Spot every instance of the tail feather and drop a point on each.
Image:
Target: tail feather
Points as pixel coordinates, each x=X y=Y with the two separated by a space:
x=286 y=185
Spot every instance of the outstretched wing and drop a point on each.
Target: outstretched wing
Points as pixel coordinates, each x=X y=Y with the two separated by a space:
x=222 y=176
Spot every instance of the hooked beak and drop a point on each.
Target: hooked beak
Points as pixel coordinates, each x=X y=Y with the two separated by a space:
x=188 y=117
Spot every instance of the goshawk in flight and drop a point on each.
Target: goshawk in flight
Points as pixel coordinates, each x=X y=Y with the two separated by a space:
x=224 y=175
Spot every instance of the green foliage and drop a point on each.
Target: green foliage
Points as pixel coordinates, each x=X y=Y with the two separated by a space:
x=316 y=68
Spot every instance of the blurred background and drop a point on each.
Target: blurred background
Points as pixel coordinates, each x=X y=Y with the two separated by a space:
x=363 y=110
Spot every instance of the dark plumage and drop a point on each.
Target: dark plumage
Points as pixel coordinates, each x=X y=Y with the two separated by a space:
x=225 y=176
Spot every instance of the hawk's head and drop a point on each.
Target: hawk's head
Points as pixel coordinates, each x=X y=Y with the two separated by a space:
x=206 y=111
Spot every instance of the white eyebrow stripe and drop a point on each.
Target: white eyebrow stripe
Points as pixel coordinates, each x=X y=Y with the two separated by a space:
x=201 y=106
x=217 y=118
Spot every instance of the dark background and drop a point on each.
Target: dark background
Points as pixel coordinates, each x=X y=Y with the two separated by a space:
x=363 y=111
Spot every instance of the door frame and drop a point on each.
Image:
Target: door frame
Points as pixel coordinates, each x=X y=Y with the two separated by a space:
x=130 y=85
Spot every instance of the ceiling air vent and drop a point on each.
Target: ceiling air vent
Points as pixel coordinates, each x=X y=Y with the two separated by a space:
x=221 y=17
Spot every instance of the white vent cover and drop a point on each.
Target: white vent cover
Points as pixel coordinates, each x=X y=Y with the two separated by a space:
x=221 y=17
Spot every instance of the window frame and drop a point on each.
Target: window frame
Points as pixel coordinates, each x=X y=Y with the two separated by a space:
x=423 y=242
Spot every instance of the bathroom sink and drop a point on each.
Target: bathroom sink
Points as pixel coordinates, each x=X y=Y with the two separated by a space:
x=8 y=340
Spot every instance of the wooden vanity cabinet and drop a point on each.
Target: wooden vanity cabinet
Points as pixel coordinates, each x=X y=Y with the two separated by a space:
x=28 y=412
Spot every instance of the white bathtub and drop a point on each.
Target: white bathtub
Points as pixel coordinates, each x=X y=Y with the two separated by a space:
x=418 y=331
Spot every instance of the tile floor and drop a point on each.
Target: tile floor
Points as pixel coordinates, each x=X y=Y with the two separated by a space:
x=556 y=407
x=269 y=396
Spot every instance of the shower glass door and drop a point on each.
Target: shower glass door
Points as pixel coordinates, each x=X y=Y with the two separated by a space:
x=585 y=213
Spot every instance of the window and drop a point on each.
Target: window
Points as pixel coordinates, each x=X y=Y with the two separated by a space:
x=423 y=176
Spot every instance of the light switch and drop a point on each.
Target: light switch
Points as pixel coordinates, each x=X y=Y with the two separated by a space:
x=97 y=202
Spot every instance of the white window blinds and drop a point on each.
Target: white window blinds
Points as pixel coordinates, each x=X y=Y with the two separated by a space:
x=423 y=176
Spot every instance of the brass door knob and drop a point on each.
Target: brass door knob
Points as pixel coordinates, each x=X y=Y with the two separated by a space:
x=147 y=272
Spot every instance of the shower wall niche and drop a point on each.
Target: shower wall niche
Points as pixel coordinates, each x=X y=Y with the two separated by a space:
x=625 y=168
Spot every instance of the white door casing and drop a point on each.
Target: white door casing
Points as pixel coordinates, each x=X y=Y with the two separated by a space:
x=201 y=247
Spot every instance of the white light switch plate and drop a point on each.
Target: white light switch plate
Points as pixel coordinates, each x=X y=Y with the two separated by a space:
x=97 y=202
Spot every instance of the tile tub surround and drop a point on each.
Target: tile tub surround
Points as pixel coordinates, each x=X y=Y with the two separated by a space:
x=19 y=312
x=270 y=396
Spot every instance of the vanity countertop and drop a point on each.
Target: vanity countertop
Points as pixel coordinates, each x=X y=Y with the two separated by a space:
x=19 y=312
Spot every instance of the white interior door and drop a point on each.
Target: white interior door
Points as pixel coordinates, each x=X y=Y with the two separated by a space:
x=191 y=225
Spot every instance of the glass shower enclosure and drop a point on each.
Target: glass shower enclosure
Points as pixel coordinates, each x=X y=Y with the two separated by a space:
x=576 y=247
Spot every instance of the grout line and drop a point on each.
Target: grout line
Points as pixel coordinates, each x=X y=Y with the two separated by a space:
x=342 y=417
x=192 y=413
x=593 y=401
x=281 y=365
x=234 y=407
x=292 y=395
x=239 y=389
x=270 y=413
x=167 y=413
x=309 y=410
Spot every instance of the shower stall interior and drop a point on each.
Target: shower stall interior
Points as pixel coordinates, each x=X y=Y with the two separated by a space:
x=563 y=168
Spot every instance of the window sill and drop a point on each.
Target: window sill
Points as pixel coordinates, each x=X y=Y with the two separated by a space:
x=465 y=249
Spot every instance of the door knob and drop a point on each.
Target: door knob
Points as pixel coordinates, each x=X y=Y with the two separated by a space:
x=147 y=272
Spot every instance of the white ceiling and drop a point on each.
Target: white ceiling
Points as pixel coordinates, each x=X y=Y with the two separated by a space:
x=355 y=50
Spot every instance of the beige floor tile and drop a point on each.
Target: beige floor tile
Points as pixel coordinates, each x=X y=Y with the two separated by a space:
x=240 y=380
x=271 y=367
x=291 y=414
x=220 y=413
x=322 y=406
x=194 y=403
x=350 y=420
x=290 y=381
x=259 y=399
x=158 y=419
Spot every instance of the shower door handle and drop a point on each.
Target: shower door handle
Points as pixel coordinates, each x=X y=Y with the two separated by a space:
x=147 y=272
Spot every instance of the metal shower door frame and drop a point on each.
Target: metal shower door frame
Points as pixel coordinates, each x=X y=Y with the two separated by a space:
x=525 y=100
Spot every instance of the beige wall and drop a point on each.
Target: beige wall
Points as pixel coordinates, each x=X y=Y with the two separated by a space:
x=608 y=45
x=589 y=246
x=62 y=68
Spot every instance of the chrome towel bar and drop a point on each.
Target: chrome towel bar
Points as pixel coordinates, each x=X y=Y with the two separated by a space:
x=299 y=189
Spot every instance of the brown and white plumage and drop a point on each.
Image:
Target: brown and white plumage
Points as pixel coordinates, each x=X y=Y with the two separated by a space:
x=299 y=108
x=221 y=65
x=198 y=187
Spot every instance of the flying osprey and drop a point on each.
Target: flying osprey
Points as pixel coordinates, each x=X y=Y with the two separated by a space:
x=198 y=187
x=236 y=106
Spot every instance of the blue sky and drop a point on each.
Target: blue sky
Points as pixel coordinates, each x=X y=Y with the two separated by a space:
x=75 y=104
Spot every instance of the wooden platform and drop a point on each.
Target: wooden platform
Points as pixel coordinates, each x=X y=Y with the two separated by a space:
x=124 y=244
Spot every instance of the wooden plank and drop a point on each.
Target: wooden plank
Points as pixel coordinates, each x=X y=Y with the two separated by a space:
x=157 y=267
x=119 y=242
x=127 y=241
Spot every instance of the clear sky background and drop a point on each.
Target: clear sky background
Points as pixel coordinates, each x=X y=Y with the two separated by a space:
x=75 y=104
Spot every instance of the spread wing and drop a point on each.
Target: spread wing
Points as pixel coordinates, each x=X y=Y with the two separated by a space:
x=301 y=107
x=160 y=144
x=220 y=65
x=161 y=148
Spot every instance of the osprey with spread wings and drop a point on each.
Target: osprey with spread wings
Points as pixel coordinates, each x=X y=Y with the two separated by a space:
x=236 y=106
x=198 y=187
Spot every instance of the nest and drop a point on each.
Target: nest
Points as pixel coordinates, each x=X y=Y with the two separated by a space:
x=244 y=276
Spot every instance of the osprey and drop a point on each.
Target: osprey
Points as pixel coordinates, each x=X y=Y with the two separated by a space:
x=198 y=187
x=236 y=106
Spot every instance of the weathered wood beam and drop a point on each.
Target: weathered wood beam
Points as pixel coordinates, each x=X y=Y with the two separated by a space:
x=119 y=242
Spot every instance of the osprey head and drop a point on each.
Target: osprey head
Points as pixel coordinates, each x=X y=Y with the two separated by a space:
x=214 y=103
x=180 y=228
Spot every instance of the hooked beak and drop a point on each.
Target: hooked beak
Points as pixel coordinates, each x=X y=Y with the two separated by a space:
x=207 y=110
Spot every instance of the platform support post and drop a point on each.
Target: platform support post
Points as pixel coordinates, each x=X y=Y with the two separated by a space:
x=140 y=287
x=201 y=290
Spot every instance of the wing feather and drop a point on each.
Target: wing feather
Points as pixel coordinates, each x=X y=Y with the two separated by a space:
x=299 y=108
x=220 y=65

**WORK TO BE COMPLETED:**
Rewrite the stretch from the start of the data through the line containing "x=217 y=118", swapping "goshawk in flight" for "hawk in flight" and keeping everything else the same.

**COMPLETE ANSWER:**
Spot every instance of the tail feather and drop a point on each.
Image:
Target: tail feather
Points as pixel coordinates, each x=X y=Y with the two separated by a space:
x=286 y=185
Spot every instance of the outstretched wing and drop a point on each.
Target: outstretched wing
Points as pixel coordinates, each x=X y=Y with the two separated by a space:
x=222 y=176
Spot every instance of the hooked beak and drop a point on each.
Target: hooked beak
Points as pixel coordinates, each x=X y=Y with the two separated by a space:
x=188 y=117
Spot every instance of the hawk in flight and drop a point on each.
Target: hawk in flight
Points as pixel coordinates, each x=X y=Y with the two separated by a space:
x=224 y=175
Spot every instance of the green foliage and drop a point on each.
Target: green foliage
Points as pixel coordinates, each x=X y=Y with the two separated by a space:
x=316 y=68
Spot every instance of the blurred background and drop a point on each.
Target: blurred background
Points as pixel coordinates, each x=X y=Y with the two separated by a space:
x=363 y=110
Spot every instance of the dark plumage and drop a point on each.
Target: dark plumage
Points as pixel coordinates, each x=X y=Y with the two separated by a space:
x=225 y=176
Spot every instance of the hawk's head and drop a point on each.
Target: hawk's head
Points as pixel coordinates, each x=X y=Y with the two separated by a space:
x=206 y=111
Spot every instance of the white eyebrow stripe and drop a point on each.
Target: white eyebrow stripe
Points as pixel coordinates, each x=X y=Y with the two separated by a space:
x=201 y=106
x=217 y=118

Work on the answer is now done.